>> BEGIN

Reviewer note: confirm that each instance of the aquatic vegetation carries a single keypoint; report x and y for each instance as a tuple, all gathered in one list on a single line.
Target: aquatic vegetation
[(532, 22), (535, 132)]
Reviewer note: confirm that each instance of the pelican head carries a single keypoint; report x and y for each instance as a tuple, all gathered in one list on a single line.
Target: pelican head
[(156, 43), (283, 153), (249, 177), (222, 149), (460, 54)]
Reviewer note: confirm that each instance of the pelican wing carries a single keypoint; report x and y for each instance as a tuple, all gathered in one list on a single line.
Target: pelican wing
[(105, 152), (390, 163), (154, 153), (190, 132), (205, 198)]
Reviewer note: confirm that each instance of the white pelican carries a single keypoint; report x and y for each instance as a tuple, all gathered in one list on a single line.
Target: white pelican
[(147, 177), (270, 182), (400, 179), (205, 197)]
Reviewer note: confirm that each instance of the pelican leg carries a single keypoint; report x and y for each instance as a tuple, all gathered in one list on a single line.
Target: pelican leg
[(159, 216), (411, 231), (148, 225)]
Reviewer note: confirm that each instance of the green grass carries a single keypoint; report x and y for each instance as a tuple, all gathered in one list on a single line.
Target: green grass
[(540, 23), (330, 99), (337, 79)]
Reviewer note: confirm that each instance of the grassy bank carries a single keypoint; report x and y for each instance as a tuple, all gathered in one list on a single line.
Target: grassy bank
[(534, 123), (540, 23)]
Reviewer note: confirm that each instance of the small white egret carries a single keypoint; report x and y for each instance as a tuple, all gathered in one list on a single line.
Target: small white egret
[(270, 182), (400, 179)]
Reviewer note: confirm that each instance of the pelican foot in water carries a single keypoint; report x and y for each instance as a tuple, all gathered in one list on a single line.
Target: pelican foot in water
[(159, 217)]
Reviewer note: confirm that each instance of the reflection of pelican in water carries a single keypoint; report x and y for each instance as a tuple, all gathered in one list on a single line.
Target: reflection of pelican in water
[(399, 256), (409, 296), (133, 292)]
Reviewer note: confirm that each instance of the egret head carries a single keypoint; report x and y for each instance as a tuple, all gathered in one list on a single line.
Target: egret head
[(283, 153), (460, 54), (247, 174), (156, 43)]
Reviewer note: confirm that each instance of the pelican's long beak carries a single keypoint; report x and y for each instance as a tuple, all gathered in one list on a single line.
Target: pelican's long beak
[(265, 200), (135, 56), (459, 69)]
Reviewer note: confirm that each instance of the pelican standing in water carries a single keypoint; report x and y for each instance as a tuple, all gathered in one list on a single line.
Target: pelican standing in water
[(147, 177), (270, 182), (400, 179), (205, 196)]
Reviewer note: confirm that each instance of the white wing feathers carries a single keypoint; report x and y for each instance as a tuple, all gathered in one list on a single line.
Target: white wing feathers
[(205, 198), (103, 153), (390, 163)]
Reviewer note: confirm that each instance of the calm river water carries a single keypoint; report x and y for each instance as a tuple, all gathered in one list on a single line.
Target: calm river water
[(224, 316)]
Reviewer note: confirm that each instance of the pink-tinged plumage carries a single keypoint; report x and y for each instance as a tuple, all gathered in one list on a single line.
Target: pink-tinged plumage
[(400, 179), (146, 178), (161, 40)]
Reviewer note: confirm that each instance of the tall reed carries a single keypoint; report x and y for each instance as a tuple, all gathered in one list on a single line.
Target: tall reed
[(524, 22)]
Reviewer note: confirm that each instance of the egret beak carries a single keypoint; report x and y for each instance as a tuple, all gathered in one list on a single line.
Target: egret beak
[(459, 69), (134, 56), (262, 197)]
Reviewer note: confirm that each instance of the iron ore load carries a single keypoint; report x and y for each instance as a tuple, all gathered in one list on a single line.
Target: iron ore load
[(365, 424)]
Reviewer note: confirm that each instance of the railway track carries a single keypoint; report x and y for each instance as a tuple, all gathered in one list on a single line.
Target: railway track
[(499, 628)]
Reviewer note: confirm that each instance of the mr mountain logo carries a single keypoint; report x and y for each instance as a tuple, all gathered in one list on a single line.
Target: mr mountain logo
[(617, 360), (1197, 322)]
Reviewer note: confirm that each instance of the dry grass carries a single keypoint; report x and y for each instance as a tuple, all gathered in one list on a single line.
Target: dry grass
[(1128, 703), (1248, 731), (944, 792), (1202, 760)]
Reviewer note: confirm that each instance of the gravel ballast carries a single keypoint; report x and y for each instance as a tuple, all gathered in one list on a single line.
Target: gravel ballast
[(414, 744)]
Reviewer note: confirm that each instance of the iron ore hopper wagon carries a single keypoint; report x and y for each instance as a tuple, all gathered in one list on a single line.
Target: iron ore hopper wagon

>> END

SHORT EXERCISE
Recast every line of the listing above as a numbered list, skipping any blank lines.

REPLY
1. Reviewer note: confirm that each instance of the aquatic vegetation carries a single keypoint; report x and y for each instance as a tuple, all gathered in one list on a single line.
2. Target: aquatic vegetation
3. [(532, 22), (535, 132)]
4. Reviewer note: confirm that each instance of the pelican head carries a single keypoint; report x and y for each instance as a tuple, all gathered in one list on a single line.
5. Target: pelican head
6. [(156, 43), (283, 153), (249, 177), (222, 149), (460, 54)]
7. Reviewer note: confirm that each instance of the pelican wing carries a single keypoint; report x and y for each instance as a tuple, all gathered in one list on a single line.
8. Target: pelican wing
9. [(105, 152), (390, 163), (154, 153), (190, 132), (205, 198)]
10. Reviewer note: confirm that each instance of the white pelican carries a single keypoint; report x and y for each instance as a tuple, all gathered in one list on a single line.
11. Target: white pelican
12. [(147, 177), (270, 182), (400, 179), (205, 197)]
13. Reviewer note: confirm that each instance of the pelican leg carries a single keypoint; report x and y for each instance as a tuple, all gathered in one list on a single line.
14. Target: pelican leg
15. [(159, 216), (411, 231), (148, 225)]
16. Reviewer note: confirm that each instance of the green grass carries a single keypoint; report x and y for each instance as a tuple, all gathered in one list on a single line.
17. Target: green grass
18. [(540, 23), (330, 99), (337, 79)]
19. Reviewer note: confirm that each instance of the grassy bank carries a single keypoint; report x and y for each instance as a tuple, all gathered in one list on a single line.
20. Target: grassy bank
21. [(534, 123), (540, 23)]
22. Reviewer note: confirm that each instance of the small white egret carries a single keypoint; report x and y for each instance as a tuple, all gathered in one list on a single line.
23. Target: small white egret
24. [(270, 182), (400, 179)]
25. Reviewer note: confirm that each instance of the pelican foot in water carries a single keypoint; report x and y for each instance as a tuple, all gathered in one list on a single line.
26. Target: pelican foot in water
27. [(159, 217)]
28. Reviewer note: confirm that each instance of the reflection of pelican in water carries a single keypoint; report x and y for each instance as a tuple, all gathered in one list on a single line.
29. Target: reflection of pelican in water
30. [(399, 256), (409, 296), (133, 292)]
31. Reviewer note: confirm that each instance of the egret head carries a single keypoint; report x and y for each instance as a tuple, all gathered in one list on a single line.
32. Target: egret head
33. [(283, 153), (460, 54), (247, 174), (156, 43)]
34. Reviewer note: confirm that each instance of the pelican's long beak carries a single keypoint; report x and y for each instance as a tuple, all gathered in one list on a single line.
35. Target: pelican's long beak
36. [(265, 200), (135, 56), (459, 69)]
37. Reviewer note: confirm that each instance of the pelican standing in water carries a single keypoint; report x and y for each instance as a tuple, all gathered in one list on a single line.
38. Target: pelican standing in water
39. [(147, 177), (270, 182), (400, 179), (205, 196)]
40. Reviewer note: confirm that each instance of the white wing feathers carries a single keypoint; report x and y for each instance as a tuple, all gathered in one list on a single line.
41. Target: white wing feathers
42. [(205, 198), (103, 153), (390, 163)]
43. Reviewer note: confirm that each instance of the calm river water carries a single keypoint; report x and y for each instance as a tuple, all gathered in one list on a single line.
44. Target: calm river water
45. [(224, 316)]
46. Reviewer note: confirm that each instance of the pink-tinged plumage carries a single keypoint; report x and y for each instance as a tuple, all gathered in one list on a single line.
47. Target: pink-tinged plumage
48. [(400, 179), (146, 178), (161, 40)]
49. Reviewer note: confirm that each instance of the tall reed carries a single keypoint; report x and y for each instance as a tuple, all gathered in one list on a single line.
50. Target: tall reed
51. [(524, 22)]
52. Reviewer note: confirm that each instance of the egret beak carries a single keypoint; report x and y for each instance as a tuple, all gathered in one list on a single line.
53. Target: egret beak
54. [(459, 69), (134, 56), (262, 197)]
55. Reviewer note: confirm that each instance of the iron ore load carries a single keypoint; report x and y for each instance as a tuple, all gathered in one list on a single line.
56. Target: iron ore load
57. [(365, 424)]
58. Reviewer note: confirm that each instance of the railway track carries a single keypoint; report x and y for each instance as a tuple, all gathered in one list on a single line.
59. Target: railway track
60. [(499, 628)]
61. Reviewer note: confirm that each instance of the mr mountain logo carries a single keypoint; report x and y for each instance as a tuple, all gathered in one list on a single line.
62. Target: mr mountain logo
63. [(617, 360), (1197, 322)]
64. Reviewer note: confirm that each instance of the dry grass carries a single keypoint; report x and y for each instance as a tuple, all gathered in one list on a single line.
65. Target: dry grass
66. [(1128, 703), (1248, 731), (944, 792), (1202, 760)]
67. Reviewer note: confirm that each instance of the gravel ballast carries a single keypoint; report x and y for each instance as a tuple, all gathered in one list on a single line.
68. Target: gravel ballast
69. [(414, 744)]
70. Reviewer note: confirm that each instance of the iron ore hopper wagon carries a single keypoint; report x and y for each instance as a tuple, all gathered in one list on a single line.
71. Target: iron ore hopper wagon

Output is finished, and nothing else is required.